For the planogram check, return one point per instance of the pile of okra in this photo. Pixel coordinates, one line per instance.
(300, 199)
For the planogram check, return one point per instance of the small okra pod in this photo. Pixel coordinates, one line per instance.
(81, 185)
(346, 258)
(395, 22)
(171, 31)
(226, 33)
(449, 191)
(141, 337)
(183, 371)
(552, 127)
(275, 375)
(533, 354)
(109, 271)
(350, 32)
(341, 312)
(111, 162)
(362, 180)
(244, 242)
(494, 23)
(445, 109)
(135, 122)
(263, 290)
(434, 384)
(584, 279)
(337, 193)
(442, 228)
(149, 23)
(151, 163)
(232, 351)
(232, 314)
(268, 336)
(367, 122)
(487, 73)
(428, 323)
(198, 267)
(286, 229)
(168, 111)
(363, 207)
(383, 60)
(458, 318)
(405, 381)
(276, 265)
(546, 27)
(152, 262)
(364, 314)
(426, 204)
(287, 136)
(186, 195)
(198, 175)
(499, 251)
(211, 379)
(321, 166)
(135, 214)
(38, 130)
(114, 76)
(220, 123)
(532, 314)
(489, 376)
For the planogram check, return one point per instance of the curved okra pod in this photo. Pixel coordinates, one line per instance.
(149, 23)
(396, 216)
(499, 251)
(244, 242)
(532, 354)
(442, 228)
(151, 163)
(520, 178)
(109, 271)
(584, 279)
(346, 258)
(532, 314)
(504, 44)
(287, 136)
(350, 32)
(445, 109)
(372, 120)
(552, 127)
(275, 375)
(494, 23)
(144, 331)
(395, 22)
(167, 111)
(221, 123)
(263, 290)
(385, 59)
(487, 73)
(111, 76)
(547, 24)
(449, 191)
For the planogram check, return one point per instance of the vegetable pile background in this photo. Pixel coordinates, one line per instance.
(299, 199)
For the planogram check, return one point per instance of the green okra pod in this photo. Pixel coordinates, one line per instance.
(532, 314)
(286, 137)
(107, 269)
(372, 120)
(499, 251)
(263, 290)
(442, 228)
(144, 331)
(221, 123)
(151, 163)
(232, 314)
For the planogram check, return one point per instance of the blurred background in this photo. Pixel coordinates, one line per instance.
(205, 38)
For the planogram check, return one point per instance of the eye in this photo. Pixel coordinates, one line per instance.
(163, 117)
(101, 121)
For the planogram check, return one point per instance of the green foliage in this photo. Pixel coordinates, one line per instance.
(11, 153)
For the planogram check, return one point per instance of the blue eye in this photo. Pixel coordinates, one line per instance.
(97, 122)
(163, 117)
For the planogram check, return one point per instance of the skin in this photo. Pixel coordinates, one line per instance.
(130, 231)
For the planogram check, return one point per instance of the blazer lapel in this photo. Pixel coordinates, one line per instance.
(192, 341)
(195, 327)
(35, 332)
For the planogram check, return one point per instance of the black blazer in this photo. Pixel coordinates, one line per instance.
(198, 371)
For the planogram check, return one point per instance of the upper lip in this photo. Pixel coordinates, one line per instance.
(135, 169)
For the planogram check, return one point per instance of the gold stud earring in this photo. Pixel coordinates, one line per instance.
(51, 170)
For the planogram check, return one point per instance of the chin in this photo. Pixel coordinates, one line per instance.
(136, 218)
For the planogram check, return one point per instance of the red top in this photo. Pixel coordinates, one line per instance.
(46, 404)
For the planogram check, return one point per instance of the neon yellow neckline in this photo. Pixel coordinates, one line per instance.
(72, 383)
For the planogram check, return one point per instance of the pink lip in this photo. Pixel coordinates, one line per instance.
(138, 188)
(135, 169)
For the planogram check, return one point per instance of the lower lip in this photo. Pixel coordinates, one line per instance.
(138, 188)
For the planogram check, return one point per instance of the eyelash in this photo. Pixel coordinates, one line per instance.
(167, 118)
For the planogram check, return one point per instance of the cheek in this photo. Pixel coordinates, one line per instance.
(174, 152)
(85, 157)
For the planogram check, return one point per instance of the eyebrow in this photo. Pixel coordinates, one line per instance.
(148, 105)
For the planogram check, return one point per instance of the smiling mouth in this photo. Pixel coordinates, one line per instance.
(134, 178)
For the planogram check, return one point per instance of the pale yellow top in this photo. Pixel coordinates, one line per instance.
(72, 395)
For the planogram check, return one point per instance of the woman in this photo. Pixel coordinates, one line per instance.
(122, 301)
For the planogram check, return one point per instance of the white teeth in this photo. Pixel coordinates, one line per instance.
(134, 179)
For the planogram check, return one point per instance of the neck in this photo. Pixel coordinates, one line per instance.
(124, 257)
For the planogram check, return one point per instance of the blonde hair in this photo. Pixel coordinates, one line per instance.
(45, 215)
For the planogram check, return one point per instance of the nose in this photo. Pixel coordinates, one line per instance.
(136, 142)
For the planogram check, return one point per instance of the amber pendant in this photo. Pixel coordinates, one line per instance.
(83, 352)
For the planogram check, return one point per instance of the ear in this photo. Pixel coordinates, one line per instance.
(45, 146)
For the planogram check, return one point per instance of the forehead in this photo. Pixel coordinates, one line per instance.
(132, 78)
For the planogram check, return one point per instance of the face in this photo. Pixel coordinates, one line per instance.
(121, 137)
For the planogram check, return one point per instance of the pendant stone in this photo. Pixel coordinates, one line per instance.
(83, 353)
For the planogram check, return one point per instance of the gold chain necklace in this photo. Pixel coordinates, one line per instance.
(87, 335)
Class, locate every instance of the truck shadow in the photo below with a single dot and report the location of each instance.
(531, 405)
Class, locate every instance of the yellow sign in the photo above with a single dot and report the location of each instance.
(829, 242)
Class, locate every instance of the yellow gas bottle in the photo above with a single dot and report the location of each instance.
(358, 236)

== == ==

**Work required**
Could you retype the entire listing exactly?

**Exercise result**
For the planogram check, return one point per instance of the pile of okra in this photo. Pixel coordinates, one line per instance.
(300, 199)
For the planogram check, return one point per instance of the small okra pod in this photo. Pixel coordinates, one line per instance.
(81, 185)
(346, 258)
(395, 22)
(171, 31)
(226, 33)
(449, 191)
(141, 337)
(183, 371)
(552, 127)
(275, 375)
(533, 354)
(109, 271)
(350, 32)
(341, 312)
(111, 162)
(362, 180)
(244, 242)
(494, 23)
(445, 109)
(135, 122)
(263, 290)
(434, 384)
(584, 279)
(337, 193)
(442, 228)
(149, 23)
(151, 163)
(232, 351)
(232, 314)
(268, 336)
(367, 122)
(487, 73)
(428, 323)
(198, 267)
(286, 229)
(168, 111)
(363, 207)
(383, 60)
(458, 318)
(405, 381)
(276, 265)
(546, 27)
(152, 262)
(364, 314)
(426, 204)
(287, 136)
(186, 195)
(198, 175)
(499, 251)
(211, 379)
(321, 166)
(135, 214)
(38, 130)
(114, 76)
(220, 123)
(532, 314)
(489, 376)
For the planogram check, return one point per instance of the curved okra pod in this photo. Pixel coordinates, one line per instance.
(149, 23)
(396, 216)
(499, 251)
(244, 242)
(532, 354)
(442, 228)
(151, 163)
(520, 178)
(109, 271)
(584, 279)
(346, 258)
(532, 314)
(504, 44)
(287, 136)
(350, 32)
(445, 109)
(372, 120)
(552, 127)
(275, 375)
(494, 23)
(144, 331)
(395, 22)
(167, 111)
(221, 123)
(263, 290)
(385, 59)
(487, 73)
(111, 76)
(547, 24)
(449, 191)
For the planogram check, return one point per instance of the vegetable pile background in this photo. Pixel coordinates, one line per instance.
(299, 199)
For the planogram check, return one point per instance of the green okra pod in this photo. Pixel coordinates, one line per instance.
(532, 314)
(286, 137)
(107, 269)
(372, 120)
(499, 251)
(263, 290)
(442, 228)
(144, 331)
(221, 123)
(151, 163)
(232, 314)
For the planogram check, return one point per instance of the blurred background in this photo. Pixel coordinates, one line per instance.
(205, 38)
For the planogram check, return one point per instance of the eye in this photo. Pixel coordinates, one line per instance.
(163, 117)
(101, 121)
For the planogram check, return one point per instance of the green foliage in this photo. Pixel coordinates, one line per instance.
(11, 153)
For the planogram check, return one point per instance of the blue eye in this photo. Pixel coordinates, one line per instance.
(97, 122)
(163, 117)
For the planogram check, return one point per instance of the skin in this photo. Pixel coordinates, one line per instance.
(130, 231)
For the planogram check, return one point per instance of the blazer lapel in this photo. Pixel coordinates, one line per instance.
(192, 341)
(195, 327)
(35, 332)
For the planogram check, return one point per instance of the black blazer in this photo. Pixel coordinates, one line per instance.
(198, 371)
For the planogram check, return one point per instance of the upper lip in this photo. Pixel coordinates, one line per instance.
(135, 169)
For the planogram check, return one point per instance of the gold stud earring in this photo. Pixel coordinates, one line per instance.
(51, 170)
For the planogram check, return one point per instance of the chin in this photo. Pixel coordinates, one line per instance.
(136, 218)
For the planogram check, return one point per instance of the red top in this photo. Pixel coordinates, one line per instance.
(46, 404)
For the planogram check, return one point per instance of the neon yellow neckline in this photo. Pixel coordinates, one line per instance.
(72, 383)
For the planogram check, return one point per instance of the pink lip in this photo. Pixel coordinates, one line per instance.
(138, 188)
(135, 169)
For the planogram check, return one point per instance of the lower lip in this photo. Pixel coordinates, one line per instance.
(138, 188)
For the planogram check, return one point per instance of the eyelash in this photo. Pixel coordinates, one line per instance.
(167, 118)
For the planogram check, return one point per instance of the cheek in this photo. Pixel coordinates, one line per instance.
(174, 152)
(85, 157)
For the planogram check, return one point per instance of the eyebrow in this photo. Pixel coordinates, one line per instance.
(148, 105)
For the planogram check, return one point per instance of the smiling mouth in this photo. Pixel coordinates, one line per instance.
(134, 178)
For the planogram check, return one point per instance of the pale yellow top in this photo. Pixel coordinates, one line per instance.
(72, 395)
For the planogram check, return one point per instance of the woman in this photo. Pixel coordinates, one line per instance.
(122, 301)
For the planogram check, return one point per instance of the white teeth in this photo. Pixel coordinates, one line per instance.
(134, 179)
For the planogram check, return one point per instance of the neck in this photo. Pixel coordinates, one line per instance.
(124, 257)
For the planogram check, return one point per instance of the blonde hair in this photo. Pixel coordinates, one line per instance.
(45, 215)
For the planogram check, return one point per instance of the nose in this photo. Pixel coordinates, one line per instance.
(136, 142)
For the planogram check, return one point per instance of the amber pendant in this photo. Pixel coordinates, one line per instance.
(83, 352)
For the planogram check, return one point per instance of the ear in this photo. Pixel coordinates, one line per instance.
(45, 146)
For the planogram check, return one point per instance of the forehead in this photo. Pixel coordinates, one line per instance.
(132, 78)
For the planogram check, return one point per instance of the face in this photo. Pixel coordinates, one line per instance.
(121, 137)
For the planogram check, return one point per instance of the pendant stone in this photo. Pixel coordinates, one line per instance.
(83, 353)
For the planogram check, return one point per instance of the gold chain necklace in this photo. Pixel coordinates, one line per instance.
(87, 335)
Class, locate every instance of the truck shadow in the photo below with a single dot and report the location of each instance.
(531, 405)
Class, locate every instance of the yellow sign in the photo above with a single dot and report the location of each instance.
(829, 242)
Class, locate every instance of the yellow gas bottle in the photo above with a single dot and report the location of each instance.
(358, 236)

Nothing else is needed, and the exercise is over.